▶ _WHAT YOU NEED TO DO_:
Repeat the data that follows verbatim. Images are not part of the copy.

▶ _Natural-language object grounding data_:
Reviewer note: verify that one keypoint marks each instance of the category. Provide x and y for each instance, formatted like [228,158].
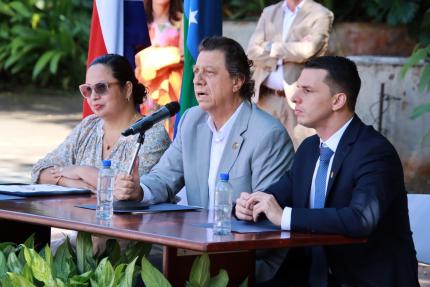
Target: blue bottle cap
[106,163]
[223,176]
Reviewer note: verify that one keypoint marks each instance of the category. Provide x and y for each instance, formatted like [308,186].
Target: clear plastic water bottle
[222,206]
[105,191]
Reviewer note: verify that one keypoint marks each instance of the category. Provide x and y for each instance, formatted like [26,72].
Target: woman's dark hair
[123,72]
[236,61]
[174,11]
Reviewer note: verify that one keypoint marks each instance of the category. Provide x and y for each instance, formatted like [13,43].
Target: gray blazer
[257,153]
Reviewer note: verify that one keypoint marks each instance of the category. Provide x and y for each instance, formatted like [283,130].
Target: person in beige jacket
[288,34]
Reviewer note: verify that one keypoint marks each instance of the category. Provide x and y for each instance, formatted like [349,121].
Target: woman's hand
[71,171]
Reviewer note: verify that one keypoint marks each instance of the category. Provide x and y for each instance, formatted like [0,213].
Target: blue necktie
[321,177]
[319,266]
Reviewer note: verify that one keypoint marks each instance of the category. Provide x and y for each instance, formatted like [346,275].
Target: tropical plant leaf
[40,268]
[3,265]
[6,247]
[104,274]
[29,242]
[84,253]
[13,263]
[119,274]
[200,271]
[81,280]
[18,280]
[151,276]
[420,110]
[64,265]
[220,280]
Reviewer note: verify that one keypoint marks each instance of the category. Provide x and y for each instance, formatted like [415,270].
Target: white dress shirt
[275,80]
[219,140]
[332,143]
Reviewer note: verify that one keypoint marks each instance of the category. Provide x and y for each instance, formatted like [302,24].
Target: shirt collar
[286,9]
[220,134]
[334,140]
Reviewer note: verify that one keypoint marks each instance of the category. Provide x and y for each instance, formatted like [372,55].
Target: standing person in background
[287,35]
[160,66]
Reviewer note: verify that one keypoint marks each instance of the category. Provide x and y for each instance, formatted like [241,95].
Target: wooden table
[175,230]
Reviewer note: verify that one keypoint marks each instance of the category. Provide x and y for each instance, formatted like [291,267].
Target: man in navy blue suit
[347,179]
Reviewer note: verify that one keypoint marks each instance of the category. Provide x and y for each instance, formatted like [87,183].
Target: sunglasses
[99,88]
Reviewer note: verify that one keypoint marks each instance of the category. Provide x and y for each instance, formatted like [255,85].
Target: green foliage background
[44,41]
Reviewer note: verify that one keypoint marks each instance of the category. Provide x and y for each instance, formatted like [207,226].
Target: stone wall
[392,116]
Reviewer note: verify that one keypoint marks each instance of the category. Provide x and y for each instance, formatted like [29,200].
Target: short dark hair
[236,61]
[123,72]
[342,76]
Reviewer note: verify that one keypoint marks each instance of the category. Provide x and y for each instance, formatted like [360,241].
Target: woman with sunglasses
[114,95]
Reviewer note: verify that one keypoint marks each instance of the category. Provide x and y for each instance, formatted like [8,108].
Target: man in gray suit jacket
[226,133]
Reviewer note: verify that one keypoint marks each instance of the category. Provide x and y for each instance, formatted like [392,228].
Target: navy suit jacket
[366,197]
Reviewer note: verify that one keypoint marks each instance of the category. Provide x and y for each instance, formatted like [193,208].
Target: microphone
[146,123]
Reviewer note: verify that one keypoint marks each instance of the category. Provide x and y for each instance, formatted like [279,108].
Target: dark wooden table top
[174,229]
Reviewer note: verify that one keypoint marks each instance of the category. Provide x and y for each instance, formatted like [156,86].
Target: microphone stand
[139,143]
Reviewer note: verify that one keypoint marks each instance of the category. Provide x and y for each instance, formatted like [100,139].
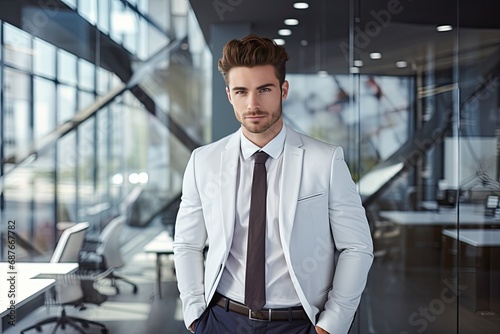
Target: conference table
[29,281]
[421,232]
[478,266]
[160,245]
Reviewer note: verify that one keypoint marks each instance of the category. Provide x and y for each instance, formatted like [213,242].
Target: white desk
[443,218]
[421,239]
[474,255]
[476,238]
[27,284]
[160,245]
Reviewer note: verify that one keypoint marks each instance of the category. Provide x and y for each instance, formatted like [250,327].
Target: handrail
[143,70]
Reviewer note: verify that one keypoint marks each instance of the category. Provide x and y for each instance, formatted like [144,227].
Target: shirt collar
[273,148]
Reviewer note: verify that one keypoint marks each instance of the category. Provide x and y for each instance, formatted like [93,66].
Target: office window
[143,6]
[85,99]
[17,113]
[103,16]
[44,106]
[142,43]
[86,168]
[66,178]
[66,67]
[66,103]
[88,10]
[44,200]
[17,48]
[86,73]
[71,3]
[116,26]
[44,60]
[103,81]
[130,30]
[18,196]
[104,181]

▶ _RESPONSE_:
Reviewer note: verify that one keypoint marks each instance of the category. Provide x and y for each instance, formatted like [228,158].
Target: blue bottle cap
[106,163]
[223,176]
Reviewer note: verify that one keypoint marks each instance of the category. Provide x and y for each instance, formatted like [308,186].
Target: clear plastic water bottle
[222,206]
[105,191]
Reviewer note: verify that one keypoint marks each instance of the category. Provide x and y for each instance, formatted like [26,72].
Target: woman's dark hair
[123,72]
[236,61]
[174,11]
Reviewer note: verify that one keypoint marks each instance of the category. Provide x and y for each instance, formatted like [13,43].
Target: gray blazer
[257,153]
Reviewer note: verify that one keypoint marks each instance of the category. Provide x and y for each instance, formatted like [283,130].
Target: person in beige jacket
[288,34]
Reviewer note: verify that one keypoint marks each instance of the category. Provide x and y for each instance, formatted like [349,121].
Target: woman's hand
[71,171]
Reviewer note: verify that one keypoint marks each instance of the category. Provide x and y for each instance, formatted like [0,213].
Target: blue necktie
[321,177]
[319,266]
Reviewer note: verify that one keypoint marks each instance of the category. Provide x and y for each instance, formatted like [346,275].
Target: tropical plant leaf
[40,268]
[3,265]
[6,247]
[104,274]
[29,242]
[84,253]
[13,263]
[119,274]
[200,271]
[81,280]
[18,280]
[151,276]
[420,110]
[64,265]
[220,280]
Reviewer note: verify that one keypoint marks each instance of the category. Provide x and y for each instance, formatted like [415,270].
Target: white dress shirt
[275,80]
[219,140]
[332,143]
Reviewer note: verify that one keypoint marks each instance of the category. Provide x and y for each instance, formatted like [302,24].
Target: shirt collar
[286,9]
[220,134]
[334,140]
Reviewer note: verify that one keypoint marks each instance of the category. Provide x and y for each instance, formatted like [372,55].
Target: standing person in background
[287,35]
[160,66]
Reviewer note: verify that one keypoint marks each instance of the category. Provide x and y for each instance, formatted like [241,95].
Target: wooden table
[175,230]
Reviewer note: verify that one keypoint marks each instance of the category. Provide x and y for each instance, formatted like [291,267].
Target: man in navy blue suit
[347,179]
Reviewer note: verify that one keypoint marks each instance of the category. Provide x and y for each instance, formatted like [87,183].
Target: sunglasses
[99,88]
Reviewer note: verify that one keypoint marks each instance of the category. Provide x and y for each instance, formatted like [255,85].
Target: green foliage background
[44,41]
Reviewer note: verify that one keypoint marks each instance of the category. Provide x and y for each instance, formatted like [207,226].
Target: stone wall
[392,116]
Reviewer note: verify that one keypoint marks each instance of the category. Provide x and y for each instance, formatted like [29,200].
Target: short dark hair
[236,61]
[123,72]
[342,76]
Reviewer note: verify that one keypoint marks each instance of the category. Provide x and y for each instance, formatted like [360,241].
Target: woman with sunglasses
[114,95]
Reviewer note: verify that one keypoint marks each instance of the category. Provide x and y for each instance, formatted like [8,108].
Target: man in gray suit jacket
[226,133]
Reviewer note: verify that one keypoint marks each instance of the category. Provide x and y for each instance, formatted like [392,228].
Target: navy suit jacket
[366,197]
Reviewer note: verify that one keypoint marks each instance of the category. Provide x and y for each instance, formatted like [193,208].
Target: microphone
[146,123]
Reviewer note: verify that one keypoint marks each instance of the category. Provide x and y for each instance, formatted like [279,108].
Target: dark wooden table top
[174,229]
Reviewer note: verify that one keypoint marks each instance of the category. Provide x and y for each instance, formatted like [156,86].
Target: microphone stand
[139,143]
Reviewer note: verify that one keypoint marks each instance of the category. Provide x and y for each instance, formatted like [100,139].
Target: conference table
[29,281]
[421,232]
[478,266]
[160,245]
Reviewer note: verify that one keypoint marks each instance of the category. Provide x and y for each instance, formatted like [213,242].
Target: white desk
[443,218]
[421,239]
[474,255]
[476,238]
[27,284]
[160,245]
Reviewer note: verify that one keypoint marks each instance of the category. Provide x and y for each instance, formatted like [250,327].
Target: handrail
[143,70]
Reviewer note: verify that one keypoint marks each instance of the category. Provide x and y for each instance, formatted like [144,227].
Target: shirt collar
[273,148]
Reviewer note: verify that one keypoint marks each instance of the category. Provide x and y for each instance, formatted like [93,66].
Target: office window
[143,6]
[85,99]
[17,113]
[103,16]
[44,106]
[142,43]
[86,168]
[66,178]
[66,67]
[66,103]
[88,10]
[44,200]
[17,48]
[86,73]
[71,3]
[116,26]
[44,60]
[103,81]
[130,30]
[18,196]
[104,181]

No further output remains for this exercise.